*Set problem A*
Decide whether each statement below agrees with the text on brokerage misconduct that follows. For each, answer yes or no and quote the words of the text that decide it.
(i) Churning is excessive trading of a client's securities to generate commissions for the broker.
(ii) Spinning benefits small investors.
(iii) After IPO laddering, the stock price tends to rise.

● ● ●

Failure to Supervise

This means an investment firm failed to keep an eye on what their brokers or advisors were selling.

Churning

This means excessive trading of a client's securities to generate commissions for the broker.

Unauthorized Trades

This means any trading of stocks not authorized by the client either directly or through a written discretionary agreement.

Spinning

This means offering hot initial public offerings (IPO) to personal brokerage accounts of executives who are also the investment firm's clients. This practice leaves small investors out of the IPO while benefitting corporate executives.

IPO (Initial Public Offerings) Laddering

This refers to a broker's analysts overstating research reports in an attempt to win investor-banking business. Brokers offer IPOs in exchange for the promise of purchasing future shares when trading begins after the IPO. This type of stock manipulation hurts the average investor because it artificially inflates the price of a stock in the open market. The secondary market is where the ordinary investors buys and at top market price. Unfortunately for the investor, the stock price tends to fall shortly thereafter.

● ● ●

*Set problem B*
Select every line of the records below that contains the string "hair", and copy those lines. Case counts.

[Stored dataset items]
● ● ●

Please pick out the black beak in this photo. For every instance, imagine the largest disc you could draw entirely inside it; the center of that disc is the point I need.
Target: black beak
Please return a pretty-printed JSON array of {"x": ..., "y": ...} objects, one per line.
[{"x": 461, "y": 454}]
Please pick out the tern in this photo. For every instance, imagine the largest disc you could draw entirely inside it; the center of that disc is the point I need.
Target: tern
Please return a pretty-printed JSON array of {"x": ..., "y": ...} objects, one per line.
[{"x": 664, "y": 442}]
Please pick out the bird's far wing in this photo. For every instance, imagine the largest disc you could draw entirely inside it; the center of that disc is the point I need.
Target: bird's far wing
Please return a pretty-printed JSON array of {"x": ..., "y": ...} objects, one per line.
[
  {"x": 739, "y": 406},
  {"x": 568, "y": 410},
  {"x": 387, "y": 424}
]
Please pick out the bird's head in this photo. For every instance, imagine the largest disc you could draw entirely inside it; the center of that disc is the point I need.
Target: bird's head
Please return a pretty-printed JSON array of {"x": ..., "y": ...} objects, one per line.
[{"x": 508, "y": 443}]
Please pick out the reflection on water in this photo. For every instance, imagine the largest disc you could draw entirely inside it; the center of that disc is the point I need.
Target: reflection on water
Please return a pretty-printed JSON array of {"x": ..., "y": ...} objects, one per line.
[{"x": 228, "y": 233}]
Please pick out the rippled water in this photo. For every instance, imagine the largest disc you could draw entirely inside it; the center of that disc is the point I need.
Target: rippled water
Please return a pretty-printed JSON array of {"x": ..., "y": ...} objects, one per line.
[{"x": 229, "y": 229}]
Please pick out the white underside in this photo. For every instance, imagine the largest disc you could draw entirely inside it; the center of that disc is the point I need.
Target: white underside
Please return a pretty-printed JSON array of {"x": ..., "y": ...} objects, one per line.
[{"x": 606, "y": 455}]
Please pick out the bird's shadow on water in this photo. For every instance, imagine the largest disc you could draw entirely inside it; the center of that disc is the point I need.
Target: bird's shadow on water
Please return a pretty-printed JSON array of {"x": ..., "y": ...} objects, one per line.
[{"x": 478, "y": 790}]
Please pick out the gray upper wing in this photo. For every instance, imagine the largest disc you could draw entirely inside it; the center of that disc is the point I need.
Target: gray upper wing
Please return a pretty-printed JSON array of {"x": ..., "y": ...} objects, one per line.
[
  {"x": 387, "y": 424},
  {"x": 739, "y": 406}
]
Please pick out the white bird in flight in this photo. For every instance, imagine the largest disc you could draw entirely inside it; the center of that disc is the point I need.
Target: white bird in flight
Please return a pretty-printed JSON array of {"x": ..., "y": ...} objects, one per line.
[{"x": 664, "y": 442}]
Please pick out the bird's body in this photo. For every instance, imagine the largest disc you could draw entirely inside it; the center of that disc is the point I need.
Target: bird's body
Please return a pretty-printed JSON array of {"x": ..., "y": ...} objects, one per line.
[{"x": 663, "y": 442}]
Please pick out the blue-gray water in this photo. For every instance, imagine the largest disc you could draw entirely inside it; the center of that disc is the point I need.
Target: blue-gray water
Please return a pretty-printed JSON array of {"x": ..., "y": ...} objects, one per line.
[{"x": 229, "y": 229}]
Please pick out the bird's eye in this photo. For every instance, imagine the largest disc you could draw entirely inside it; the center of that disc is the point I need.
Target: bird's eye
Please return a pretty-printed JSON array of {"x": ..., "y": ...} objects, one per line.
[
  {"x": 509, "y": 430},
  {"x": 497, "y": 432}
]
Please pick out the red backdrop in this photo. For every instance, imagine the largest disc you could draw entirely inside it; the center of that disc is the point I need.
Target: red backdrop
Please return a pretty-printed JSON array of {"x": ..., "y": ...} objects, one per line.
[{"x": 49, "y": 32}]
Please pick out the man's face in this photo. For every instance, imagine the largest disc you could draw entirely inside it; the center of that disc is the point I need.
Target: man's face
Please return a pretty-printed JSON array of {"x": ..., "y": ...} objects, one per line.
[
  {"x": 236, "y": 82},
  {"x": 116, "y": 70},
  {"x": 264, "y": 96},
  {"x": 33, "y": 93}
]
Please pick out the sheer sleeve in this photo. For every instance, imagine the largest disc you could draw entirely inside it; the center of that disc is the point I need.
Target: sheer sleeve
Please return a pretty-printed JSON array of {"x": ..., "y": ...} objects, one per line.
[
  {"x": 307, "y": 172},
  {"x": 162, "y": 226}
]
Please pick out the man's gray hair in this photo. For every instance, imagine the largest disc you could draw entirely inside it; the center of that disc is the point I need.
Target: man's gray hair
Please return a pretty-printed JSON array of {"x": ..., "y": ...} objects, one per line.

● ● ●

*Output A*
(i) Yes: "This means excessive trading of a client's securities to generate commissions for the broker."
(ii) No: "This practice leaves small investors out of the IPO while benefitting corporate executives."
(iii) No: "Unfortunately for the investor, the stock price tends to fall shortly thereafter."

*Output B*
Please pick out the man's gray hair in this photo. For every instance, imagine the largest disc you could draw entirely inside it; the center of that disc is the point I need.
Target: man's gray hair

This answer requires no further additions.